TASK 1 =>
List every fusible part that the abstract of the fuse assembly text below names.
TASK 2 =>
Please copy the passage of the fuse assembly text below that begins at the words "In copending U.S." and stops after "high in-rush current.".

Abstract:
A wide-range current limiting fuse assembly particularly adapted to protect capacitors. The device comprises a current limiting portion having a corrugated fusible ribbon for high fault current protection, and a low current portion having a fusible link surrounded end to end by a conductive metal sleeve connected to one terminal of the fusible link. The current limiting portion may, alternatively, be provided with a circularly cross sectioned fusible wire connected in series with the fusible ribbon.

Description:
BACKGROUND OF THE INVENTION 
     1. Field of the Invention: 
     The invention relates to electrical apparatus and, more particularly, to current limiting fusible devices. 
     2. Description of the Prior Art: 
     Fuse-protected capacitors are widely used in the transmission and distribution of electrical energy to provide power factor correction. Typical applications range from small single-capacitor installations to giant central generating station facilities having many banks of multiple capacitors. The high voltage stress placed upon these capacitors can occasionally cause break-down of the capacitor insulation, resulting in a short circuit failure through the capacitor. If adequate protection is not provided, the capacitor case may then rupture and explode. Even when the individual capacitors are protected by fuses, the tremendous energy stored in parallel-connected capacitors will surge through the fuse of a failed capacitor causing the fuse to operate with a prominent audible and visual display attended by production of large volumes of ionized gases. This can then result in arcing to other installation structures, especially on indoor capacitor installations. 
     Where a large number of capacitors are present in a single installation, fault current resulting from the surge of energy from the capacitor bank through the failed capacitor has a very fast rise time in comparison with a normal 50 or 60 cycle current rise time. In other words, the fault current resulting from the dumping of capacitive energy through the failed capacitor has very high frequency components. 
     On smaller capacitor systems, on the other hand, the major fault current through a failed capacitor is likely to be 50 or 60 cycle current flowing from the line, rather than capacitive stored energy current. Protection of capacitors against the two types of fault currents to which they are susceptible requires different fault clearing characteristics. It is therefore desirable to provide a fuse having the capability to protect electrical systems from damage due to failed capacitors caused by both the high frequency capacitive fault current and the standard power line frequency fault currents. 
     In copending U.S. Pat. application Ser. No. 730,097, filed Oct. 6, 1976, by J. N. Santilli, there is disclosed a two-section fusible device having a current limiting portion to provide protection against high fault currents and an expulsion-type section to provide low current fault protection. It is desirable to provide an improved fusible device having a smaller visual and audible display upon operation. In addition, it is desirable to provide a more rugged fusible device in a smaller case which is particularly adapted to stand up to temperature cycling produced, for example, by high in-rush current.

Dataset lines about object locations:
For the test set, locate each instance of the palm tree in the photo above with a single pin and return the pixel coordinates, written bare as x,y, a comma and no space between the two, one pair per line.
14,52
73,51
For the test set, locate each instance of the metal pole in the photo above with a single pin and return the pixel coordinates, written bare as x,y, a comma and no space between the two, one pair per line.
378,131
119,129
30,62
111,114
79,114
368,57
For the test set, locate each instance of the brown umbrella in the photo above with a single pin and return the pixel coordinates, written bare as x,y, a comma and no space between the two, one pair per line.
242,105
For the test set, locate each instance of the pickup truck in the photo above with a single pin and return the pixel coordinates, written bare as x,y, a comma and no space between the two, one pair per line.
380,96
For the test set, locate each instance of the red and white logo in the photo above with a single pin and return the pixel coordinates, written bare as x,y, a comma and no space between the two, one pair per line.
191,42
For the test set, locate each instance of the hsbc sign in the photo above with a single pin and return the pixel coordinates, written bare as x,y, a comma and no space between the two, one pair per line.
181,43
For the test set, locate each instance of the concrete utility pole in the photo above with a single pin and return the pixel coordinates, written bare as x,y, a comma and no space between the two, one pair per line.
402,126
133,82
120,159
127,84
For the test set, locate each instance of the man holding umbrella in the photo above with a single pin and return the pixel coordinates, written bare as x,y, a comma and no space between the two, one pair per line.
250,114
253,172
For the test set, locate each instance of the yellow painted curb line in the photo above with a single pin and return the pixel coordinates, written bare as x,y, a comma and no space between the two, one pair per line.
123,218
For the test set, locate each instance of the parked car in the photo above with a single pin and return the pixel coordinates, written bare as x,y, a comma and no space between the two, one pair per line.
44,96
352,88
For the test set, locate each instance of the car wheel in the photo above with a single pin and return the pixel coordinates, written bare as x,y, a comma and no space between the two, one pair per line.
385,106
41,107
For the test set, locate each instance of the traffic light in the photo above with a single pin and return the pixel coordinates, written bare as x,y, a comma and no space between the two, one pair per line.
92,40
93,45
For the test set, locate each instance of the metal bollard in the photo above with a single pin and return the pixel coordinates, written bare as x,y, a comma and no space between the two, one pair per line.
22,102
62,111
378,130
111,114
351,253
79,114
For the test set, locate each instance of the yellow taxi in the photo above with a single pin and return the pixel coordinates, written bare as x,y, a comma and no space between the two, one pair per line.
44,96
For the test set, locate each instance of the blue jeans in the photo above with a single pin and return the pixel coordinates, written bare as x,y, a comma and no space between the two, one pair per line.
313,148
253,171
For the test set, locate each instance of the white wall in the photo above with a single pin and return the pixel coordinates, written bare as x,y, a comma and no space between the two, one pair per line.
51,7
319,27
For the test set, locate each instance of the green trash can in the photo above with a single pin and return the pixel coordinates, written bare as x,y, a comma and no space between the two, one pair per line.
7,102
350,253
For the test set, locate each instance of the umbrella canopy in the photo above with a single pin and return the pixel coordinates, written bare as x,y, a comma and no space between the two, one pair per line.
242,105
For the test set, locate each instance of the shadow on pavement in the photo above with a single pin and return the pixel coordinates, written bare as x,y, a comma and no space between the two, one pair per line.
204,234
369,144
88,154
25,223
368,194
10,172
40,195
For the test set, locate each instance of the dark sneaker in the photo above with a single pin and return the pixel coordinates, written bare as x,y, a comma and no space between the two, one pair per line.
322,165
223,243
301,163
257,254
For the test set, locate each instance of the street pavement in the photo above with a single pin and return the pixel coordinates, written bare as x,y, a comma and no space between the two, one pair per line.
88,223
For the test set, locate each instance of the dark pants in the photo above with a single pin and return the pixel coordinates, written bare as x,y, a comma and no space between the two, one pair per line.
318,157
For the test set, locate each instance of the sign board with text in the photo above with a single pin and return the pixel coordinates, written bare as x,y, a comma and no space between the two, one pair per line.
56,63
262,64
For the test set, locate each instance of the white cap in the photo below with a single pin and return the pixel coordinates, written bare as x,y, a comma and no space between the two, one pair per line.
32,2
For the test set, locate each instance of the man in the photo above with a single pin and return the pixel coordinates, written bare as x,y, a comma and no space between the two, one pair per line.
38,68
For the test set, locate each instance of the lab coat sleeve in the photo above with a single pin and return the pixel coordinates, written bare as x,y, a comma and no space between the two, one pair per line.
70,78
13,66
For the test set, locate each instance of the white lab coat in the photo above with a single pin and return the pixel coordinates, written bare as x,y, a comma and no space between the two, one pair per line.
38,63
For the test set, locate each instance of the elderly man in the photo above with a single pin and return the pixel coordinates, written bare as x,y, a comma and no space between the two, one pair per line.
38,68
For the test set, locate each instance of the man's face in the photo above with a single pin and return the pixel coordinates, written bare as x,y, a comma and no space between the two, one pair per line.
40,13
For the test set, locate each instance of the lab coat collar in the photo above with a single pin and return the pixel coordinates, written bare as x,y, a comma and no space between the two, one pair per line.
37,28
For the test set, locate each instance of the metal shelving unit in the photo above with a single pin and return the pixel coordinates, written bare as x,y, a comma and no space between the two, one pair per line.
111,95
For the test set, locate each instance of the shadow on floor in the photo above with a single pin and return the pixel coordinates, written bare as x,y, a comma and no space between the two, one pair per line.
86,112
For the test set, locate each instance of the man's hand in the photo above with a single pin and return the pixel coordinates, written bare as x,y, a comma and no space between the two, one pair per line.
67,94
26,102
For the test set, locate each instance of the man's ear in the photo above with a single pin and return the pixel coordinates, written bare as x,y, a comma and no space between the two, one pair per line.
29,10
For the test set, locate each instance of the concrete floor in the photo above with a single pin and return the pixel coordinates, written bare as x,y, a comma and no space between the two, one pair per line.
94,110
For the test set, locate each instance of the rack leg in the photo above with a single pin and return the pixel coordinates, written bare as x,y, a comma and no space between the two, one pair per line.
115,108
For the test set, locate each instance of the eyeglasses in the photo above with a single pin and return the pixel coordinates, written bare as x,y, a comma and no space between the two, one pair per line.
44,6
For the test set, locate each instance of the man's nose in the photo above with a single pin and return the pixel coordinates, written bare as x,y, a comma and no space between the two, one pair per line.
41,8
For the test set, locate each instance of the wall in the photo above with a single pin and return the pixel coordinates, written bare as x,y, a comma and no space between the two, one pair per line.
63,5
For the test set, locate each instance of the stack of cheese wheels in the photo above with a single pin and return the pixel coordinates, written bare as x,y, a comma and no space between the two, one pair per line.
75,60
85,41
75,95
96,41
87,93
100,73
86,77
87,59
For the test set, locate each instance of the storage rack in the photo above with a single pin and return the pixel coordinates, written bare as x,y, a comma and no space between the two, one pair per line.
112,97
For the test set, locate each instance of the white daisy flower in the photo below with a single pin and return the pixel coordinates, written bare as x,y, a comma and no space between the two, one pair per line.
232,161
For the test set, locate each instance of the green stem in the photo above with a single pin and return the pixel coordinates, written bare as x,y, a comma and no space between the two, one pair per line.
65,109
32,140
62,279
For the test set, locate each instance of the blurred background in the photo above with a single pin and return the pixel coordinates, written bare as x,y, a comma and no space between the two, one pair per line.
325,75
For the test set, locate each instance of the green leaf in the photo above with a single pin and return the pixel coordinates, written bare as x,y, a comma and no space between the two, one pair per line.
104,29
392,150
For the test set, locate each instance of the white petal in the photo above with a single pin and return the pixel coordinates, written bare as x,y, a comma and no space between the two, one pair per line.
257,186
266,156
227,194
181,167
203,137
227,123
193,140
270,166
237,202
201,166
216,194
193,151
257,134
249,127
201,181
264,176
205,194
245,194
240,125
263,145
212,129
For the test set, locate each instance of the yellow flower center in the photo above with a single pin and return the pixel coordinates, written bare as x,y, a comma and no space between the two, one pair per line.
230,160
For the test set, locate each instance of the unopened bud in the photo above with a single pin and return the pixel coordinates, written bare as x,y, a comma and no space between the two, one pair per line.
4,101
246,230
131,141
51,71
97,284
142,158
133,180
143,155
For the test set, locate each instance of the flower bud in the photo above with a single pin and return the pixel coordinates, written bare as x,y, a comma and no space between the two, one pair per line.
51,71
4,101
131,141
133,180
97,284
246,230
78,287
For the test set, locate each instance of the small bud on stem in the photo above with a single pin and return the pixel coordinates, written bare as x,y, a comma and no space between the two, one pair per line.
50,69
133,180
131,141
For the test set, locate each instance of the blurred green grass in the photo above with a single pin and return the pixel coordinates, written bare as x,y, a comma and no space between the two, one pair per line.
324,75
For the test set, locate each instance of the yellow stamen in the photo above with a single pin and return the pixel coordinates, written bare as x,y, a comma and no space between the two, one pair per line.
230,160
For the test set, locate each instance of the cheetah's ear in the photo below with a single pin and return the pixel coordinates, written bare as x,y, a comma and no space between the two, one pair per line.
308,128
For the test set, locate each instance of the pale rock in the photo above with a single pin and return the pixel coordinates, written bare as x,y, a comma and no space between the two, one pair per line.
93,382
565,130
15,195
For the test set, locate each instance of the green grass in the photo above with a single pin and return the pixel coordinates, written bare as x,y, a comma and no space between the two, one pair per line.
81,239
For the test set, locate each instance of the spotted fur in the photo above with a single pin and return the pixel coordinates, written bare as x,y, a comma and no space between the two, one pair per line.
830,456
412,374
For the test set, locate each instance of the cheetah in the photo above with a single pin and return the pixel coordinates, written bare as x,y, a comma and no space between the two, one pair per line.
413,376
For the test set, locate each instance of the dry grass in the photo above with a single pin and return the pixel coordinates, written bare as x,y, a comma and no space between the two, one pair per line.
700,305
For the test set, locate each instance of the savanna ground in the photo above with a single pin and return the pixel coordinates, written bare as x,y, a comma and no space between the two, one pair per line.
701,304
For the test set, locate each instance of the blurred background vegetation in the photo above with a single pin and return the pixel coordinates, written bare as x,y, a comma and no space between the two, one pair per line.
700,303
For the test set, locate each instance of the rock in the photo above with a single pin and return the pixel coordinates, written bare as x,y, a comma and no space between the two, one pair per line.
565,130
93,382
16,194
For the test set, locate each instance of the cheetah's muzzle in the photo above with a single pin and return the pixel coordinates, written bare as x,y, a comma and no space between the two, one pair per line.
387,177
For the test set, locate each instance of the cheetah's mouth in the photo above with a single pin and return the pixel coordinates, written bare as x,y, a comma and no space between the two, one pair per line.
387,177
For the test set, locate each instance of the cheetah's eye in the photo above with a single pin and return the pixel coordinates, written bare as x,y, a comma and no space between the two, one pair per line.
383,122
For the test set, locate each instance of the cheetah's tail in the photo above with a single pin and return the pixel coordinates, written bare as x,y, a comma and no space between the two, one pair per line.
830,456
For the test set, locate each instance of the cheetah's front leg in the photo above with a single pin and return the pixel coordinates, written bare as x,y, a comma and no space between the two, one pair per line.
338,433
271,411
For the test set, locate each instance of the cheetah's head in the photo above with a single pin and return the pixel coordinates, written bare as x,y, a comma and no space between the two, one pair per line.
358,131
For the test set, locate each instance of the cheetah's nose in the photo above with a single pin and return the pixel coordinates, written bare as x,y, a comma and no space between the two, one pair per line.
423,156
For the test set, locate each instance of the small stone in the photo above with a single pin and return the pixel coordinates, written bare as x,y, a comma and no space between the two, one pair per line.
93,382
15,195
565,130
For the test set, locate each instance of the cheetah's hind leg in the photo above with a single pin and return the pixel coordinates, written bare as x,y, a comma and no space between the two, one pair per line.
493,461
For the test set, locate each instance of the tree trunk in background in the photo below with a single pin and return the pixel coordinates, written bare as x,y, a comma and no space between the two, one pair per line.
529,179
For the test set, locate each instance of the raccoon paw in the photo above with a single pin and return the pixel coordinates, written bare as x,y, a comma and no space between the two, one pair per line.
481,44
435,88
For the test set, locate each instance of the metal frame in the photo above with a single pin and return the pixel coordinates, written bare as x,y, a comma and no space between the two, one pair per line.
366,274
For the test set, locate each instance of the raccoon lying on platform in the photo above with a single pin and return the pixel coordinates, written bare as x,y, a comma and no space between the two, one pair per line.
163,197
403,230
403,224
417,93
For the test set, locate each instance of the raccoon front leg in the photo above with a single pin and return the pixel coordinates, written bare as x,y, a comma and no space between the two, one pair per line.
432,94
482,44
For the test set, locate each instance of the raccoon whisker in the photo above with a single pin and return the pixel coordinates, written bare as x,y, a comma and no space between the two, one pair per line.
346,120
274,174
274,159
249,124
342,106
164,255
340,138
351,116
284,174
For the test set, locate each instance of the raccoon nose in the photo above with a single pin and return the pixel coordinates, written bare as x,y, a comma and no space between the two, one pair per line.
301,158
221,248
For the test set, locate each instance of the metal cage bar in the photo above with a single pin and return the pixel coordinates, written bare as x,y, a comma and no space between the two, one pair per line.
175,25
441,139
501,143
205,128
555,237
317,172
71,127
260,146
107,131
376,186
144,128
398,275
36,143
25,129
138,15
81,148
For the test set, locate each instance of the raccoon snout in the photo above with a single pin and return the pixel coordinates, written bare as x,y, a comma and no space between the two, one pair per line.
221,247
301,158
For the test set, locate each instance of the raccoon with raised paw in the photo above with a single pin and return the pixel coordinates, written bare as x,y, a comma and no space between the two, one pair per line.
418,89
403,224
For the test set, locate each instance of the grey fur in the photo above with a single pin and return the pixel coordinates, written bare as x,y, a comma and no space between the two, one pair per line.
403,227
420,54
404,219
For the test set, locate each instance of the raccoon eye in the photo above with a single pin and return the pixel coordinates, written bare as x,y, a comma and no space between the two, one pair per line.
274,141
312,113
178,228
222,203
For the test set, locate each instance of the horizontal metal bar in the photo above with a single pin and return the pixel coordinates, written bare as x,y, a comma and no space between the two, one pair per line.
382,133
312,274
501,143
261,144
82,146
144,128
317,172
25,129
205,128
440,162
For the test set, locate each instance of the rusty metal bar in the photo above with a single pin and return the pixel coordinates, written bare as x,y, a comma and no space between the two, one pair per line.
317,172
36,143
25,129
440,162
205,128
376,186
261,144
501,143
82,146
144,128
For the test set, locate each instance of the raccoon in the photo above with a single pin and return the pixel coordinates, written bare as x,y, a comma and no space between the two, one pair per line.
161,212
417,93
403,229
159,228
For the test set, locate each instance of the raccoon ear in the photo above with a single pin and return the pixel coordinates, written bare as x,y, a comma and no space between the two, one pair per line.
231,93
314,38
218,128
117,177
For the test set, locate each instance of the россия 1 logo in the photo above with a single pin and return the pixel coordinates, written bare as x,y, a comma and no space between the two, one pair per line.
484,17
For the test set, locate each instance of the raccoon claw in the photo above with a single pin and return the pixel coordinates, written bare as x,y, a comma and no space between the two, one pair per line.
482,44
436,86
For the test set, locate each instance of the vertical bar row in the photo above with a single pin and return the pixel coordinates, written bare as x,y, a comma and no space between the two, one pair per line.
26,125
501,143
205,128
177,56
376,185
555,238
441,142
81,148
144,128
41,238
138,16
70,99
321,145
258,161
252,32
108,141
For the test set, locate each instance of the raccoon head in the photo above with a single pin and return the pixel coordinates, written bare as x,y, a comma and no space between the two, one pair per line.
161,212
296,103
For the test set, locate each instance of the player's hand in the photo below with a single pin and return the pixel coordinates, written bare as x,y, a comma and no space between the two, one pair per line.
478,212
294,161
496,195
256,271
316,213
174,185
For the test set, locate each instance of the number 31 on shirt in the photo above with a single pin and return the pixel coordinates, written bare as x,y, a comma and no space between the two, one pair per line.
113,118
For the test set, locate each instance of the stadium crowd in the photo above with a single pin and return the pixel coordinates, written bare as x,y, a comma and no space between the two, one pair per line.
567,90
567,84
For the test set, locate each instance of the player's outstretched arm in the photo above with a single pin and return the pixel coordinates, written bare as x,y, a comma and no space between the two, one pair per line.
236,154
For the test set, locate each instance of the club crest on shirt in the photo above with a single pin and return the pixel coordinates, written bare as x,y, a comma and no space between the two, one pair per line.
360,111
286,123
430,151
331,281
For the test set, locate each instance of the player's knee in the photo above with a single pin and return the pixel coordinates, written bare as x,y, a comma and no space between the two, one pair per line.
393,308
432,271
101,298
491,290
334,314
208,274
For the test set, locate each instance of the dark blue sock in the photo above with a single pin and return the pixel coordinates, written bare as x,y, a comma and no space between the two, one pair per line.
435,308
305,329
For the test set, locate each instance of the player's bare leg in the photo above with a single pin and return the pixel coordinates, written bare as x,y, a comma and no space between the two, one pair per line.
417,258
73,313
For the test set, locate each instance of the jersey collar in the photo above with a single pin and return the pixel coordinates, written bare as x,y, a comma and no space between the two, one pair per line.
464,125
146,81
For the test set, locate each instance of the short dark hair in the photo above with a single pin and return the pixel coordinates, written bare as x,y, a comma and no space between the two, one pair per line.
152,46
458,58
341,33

EXERCISE OUTPUT 1 =>
- corrugated fusible ribbon
- fusible link
- circularly cross sectioned fusible wire

EXERCISE OUTPUT 2 =>
In copending U.S. Pat. application Ser. No. 730,097, filed Oct. 6, 1976, by J. N. Santilli, there is disclosed a two-section fusible device having a current limiting portion to provide protection against high fault currents and an expulsion-type section to provide low current fault protection. It is desirable to provide an improved fusible device having a smaller visual and audible display upon operation. In addition, it is desirable to provide a more rugged fusible device in a smaller case which is particularly adapted to stand up to temperature cycling produced, for example, by high in-rush current.